→ Problema 1
Conteste, a partir del fragmento sobre la nacionalidad, lo siguiente:
(a) ¿Qué dos principios priman, respectivamente, unas normativas u otras en materia de nacionalidad?
(b) ¿Qué frase de Jean Monnet se cita?
(c) ¿En qué cuerpo legal se regula la nacionalidad española?

→ Fragmento seleccionado
□ □ □ □ □ □ □

Pero ocurre que las reglas sobre la nacionalidad son muy diferentes en un Estado o en otro, pues, al lado, de normativas generosas en cuanto a la atribución de la cualidad, hay otras sumamente rigurosas, al tiempo que unas priman el ius soli y otras el ius sanguinis, sin perjuicio de las múltiples circunstancias especiales y de oportunidad concurrentes.

En todo caso, debería evitarse la devaluación de la ciudadanía dando sentido a la conocida frase de Jean Monnet: «nosotros no unificamos Estados, unimos hombres».

Por tanto, es indudable que a estas alturas todo el mundo parece tener claro que la hipotética independencia de Cataluña de España conllevaría una serie de consecuencias sobre las que no se ha advertido de manera suficiente a la población.

La independencia supone una renuncia expresa a la nacionalidad española y por tanto a la ciudadanía europea, que los nacionales de los estados miembros poseemos por la pertenencia de nuestros países a este grupo. No sería entonces descabellado decir, que perder la nacionalidad española, supone perder la ciudadanía comunitaria.

La nacionalidad española se regula en nuestro ordenamiento en el Código Civil, en concreto en el Libro Primero que trata de las personas, Título Primero, bajo la denominación «de los españoles y extranjeros», y establece los modos de adquirirla o de perderla.

□ □ □ □ □ □ □

→ Listado de registros
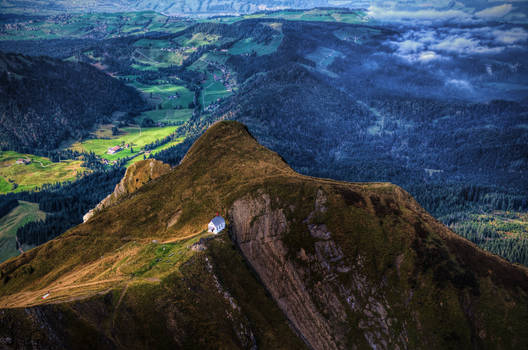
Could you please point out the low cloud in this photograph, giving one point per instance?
(428, 45)
(464, 45)
(495, 12)
(460, 84)
(510, 36)
(431, 14)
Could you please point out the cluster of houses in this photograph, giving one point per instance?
(23, 161)
(115, 149)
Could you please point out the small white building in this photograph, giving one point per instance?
(216, 225)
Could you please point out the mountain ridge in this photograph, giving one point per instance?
(349, 265)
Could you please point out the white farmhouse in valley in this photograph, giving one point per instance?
(216, 225)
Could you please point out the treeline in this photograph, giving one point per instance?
(513, 249)
(65, 204)
(44, 101)
(6, 205)
(448, 201)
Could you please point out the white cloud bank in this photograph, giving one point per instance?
(495, 11)
(428, 45)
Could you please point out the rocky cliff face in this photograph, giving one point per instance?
(332, 294)
(339, 265)
(136, 176)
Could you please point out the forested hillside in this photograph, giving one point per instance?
(44, 101)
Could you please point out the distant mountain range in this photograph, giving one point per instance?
(438, 9)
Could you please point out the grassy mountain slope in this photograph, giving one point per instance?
(348, 265)
(25, 212)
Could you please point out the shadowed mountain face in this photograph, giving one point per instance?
(306, 262)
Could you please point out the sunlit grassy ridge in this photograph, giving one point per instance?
(144, 242)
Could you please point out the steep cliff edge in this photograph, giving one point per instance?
(135, 176)
(341, 265)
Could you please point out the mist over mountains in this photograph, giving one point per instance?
(467, 10)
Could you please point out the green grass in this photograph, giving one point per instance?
(168, 95)
(166, 115)
(318, 15)
(198, 39)
(110, 25)
(9, 224)
(135, 136)
(5, 186)
(213, 90)
(40, 171)
(248, 45)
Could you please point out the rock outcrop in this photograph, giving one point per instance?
(135, 177)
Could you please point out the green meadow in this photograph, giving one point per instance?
(40, 171)
(25, 212)
(136, 137)
(249, 45)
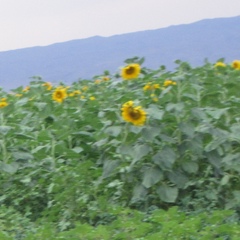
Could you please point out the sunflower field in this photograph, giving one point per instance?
(138, 154)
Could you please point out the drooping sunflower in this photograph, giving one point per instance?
(169, 82)
(131, 71)
(219, 64)
(3, 104)
(59, 94)
(236, 64)
(48, 85)
(135, 115)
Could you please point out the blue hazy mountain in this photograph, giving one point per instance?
(209, 39)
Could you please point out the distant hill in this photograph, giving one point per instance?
(85, 58)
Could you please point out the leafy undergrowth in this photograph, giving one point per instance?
(154, 156)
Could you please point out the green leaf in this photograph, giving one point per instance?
(77, 149)
(154, 112)
(140, 151)
(187, 128)
(5, 129)
(23, 136)
(22, 156)
(165, 158)
(216, 113)
(167, 194)
(190, 167)
(149, 133)
(139, 192)
(225, 180)
(109, 167)
(113, 130)
(152, 176)
(9, 168)
(178, 178)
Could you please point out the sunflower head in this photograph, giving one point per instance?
(3, 104)
(48, 85)
(169, 82)
(219, 65)
(59, 94)
(135, 115)
(236, 64)
(131, 71)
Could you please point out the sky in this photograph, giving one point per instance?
(28, 23)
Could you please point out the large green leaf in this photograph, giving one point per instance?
(165, 158)
(5, 129)
(109, 167)
(167, 194)
(9, 168)
(178, 178)
(152, 176)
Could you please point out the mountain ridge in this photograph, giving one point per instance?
(84, 58)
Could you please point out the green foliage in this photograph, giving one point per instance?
(64, 165)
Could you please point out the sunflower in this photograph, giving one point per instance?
(236, 64)
(169, 82)
(135, 115)
(59, 94)
(48, 85)
(131, 71)
(219, 64)
(26, 89)
(3, 104)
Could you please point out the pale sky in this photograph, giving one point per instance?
(27, 23)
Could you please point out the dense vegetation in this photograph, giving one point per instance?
(142, 154)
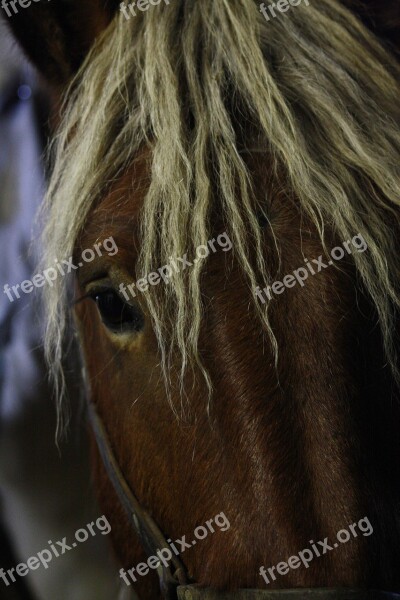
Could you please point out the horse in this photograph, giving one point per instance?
(250, 390)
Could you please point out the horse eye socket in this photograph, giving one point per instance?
(116, 314)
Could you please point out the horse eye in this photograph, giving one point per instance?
(116, 314)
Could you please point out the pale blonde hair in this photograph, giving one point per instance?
(318, 88)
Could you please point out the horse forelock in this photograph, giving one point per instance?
(189, 81)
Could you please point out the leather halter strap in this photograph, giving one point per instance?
(173, 580)
(147, 530)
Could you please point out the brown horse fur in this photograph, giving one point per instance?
(289, 456)
(313, 458)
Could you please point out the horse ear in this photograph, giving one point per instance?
(57, 34)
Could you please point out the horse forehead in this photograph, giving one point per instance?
(117, 214)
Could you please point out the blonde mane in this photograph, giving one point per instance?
(315, 84)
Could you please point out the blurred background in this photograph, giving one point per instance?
(45, 492)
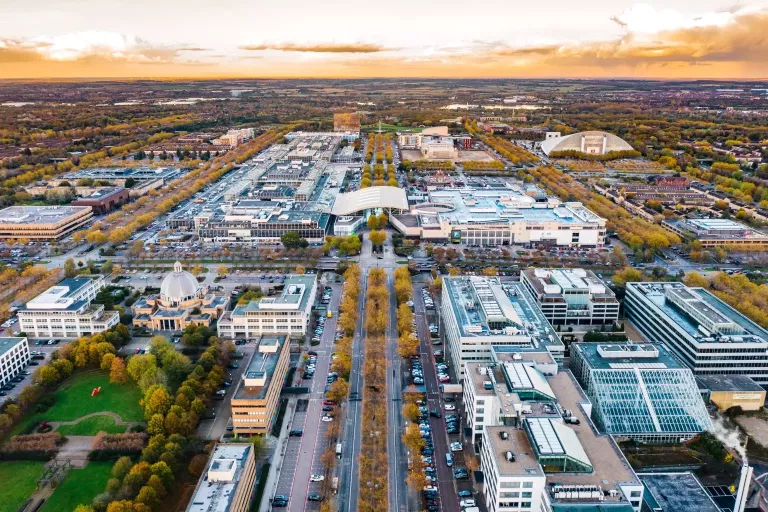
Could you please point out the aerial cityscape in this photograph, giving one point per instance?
(517, 266)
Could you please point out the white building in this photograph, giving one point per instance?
(571, 296)
(480, 313)
(542, 453)
(707, 334)
(65, 310)
(14, 356)
(288, 314)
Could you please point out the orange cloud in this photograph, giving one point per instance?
(319, 48)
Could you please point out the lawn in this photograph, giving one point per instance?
(74, 400)
(79, 488)
(90, 426)
(19, 480)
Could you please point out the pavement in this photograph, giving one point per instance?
(301, 455)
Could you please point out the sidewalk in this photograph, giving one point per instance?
(278, 453)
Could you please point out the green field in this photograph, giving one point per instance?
(91, 425)
(74, 400)
(19, 480)
(79, 488)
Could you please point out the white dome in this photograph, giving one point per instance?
(179, 285)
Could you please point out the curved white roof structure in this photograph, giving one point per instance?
(368, 198)
(179, 285)
(591, 143)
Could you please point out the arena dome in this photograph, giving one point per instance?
(590, 143)
(179, 286)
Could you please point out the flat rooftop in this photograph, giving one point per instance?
(622, 356)
(516, 442)
(7, 344)
(484, 306)
(34, 215)
(218, 484)
(718, 228)
(609, 465)
(294, 296)
(728, 383)
(676, 492)
(669, 297)
(261, 367)
(494, 206)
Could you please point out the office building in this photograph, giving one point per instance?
(479, 313)
(104, 200)
(726, 391)
(708, 335)
(590, 143)
(500, 216)
(255, 401)
(717, 232)
(182, 301)
(545, 454)
(346, 122)
(66, 310)
(14, 356)
(640, 391)
(288, 314)
(571, 296)
(49, 223)
(227, 483)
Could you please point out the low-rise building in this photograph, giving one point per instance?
(546, 455)
(255, 401)
(571, 296)
(14, 356)
(640, 391)
(708, 335)
(479, 313)
(227, 483)
(182, 301)
(288, 314)
(43, 222)
(726, 391)
(717, 232)
(66, 310)
(104, 200)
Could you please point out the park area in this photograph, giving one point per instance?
(76, 412)
(19, 480)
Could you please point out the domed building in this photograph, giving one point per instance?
(590, 143)
(182, 301)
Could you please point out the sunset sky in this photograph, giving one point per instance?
(396, 38)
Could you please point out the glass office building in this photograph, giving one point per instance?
(640, 391)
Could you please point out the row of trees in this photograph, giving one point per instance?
(176, 394)
(638, 233)
(374, 466)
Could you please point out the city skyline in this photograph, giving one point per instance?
(490, 39)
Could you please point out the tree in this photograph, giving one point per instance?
(69, 268)
(377, 238)
(118, 373)
(293, 240)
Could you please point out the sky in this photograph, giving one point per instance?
(685, 39)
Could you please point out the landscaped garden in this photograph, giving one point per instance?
(19, 479)
(79, 488)
(73, 400)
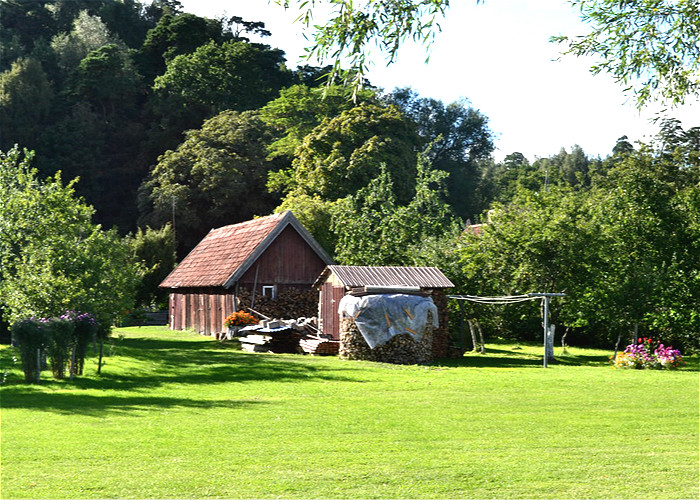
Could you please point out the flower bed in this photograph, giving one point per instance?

□ □ □ □ □ □ □

→ Problema 2
Devuelva cada línea de los registros que contenga la palabra "white", teniendo en cuenta la distinción entre mayúsculas y minúsculas.

→ Respuesta esperada 1
(a) El ius soli y el ius sanguinis.
(b) «nosotros no unificamos Estados, unimos hombres».
(c) En el Código Civil, en concreto en el Libro Primero, Título Primero, bajo la denominación «de los españoles y extranjeros».

→ Respuesta esperada 2
Could you please point out the small white building in this photograph, giving one point per instance?
Could you please point out the white farmhouse in valley in this photograph, giving one point per instance?
Could you please point out the white cloud bank in this photograph, giving one point per instance?
Could you please point out the white building in this photograph, giving one point per instance?
Could you please point out the white dome in this photograph, giving one point per instance?
Could you please point out the curved white roof structure in this photograph, giving one point per instance?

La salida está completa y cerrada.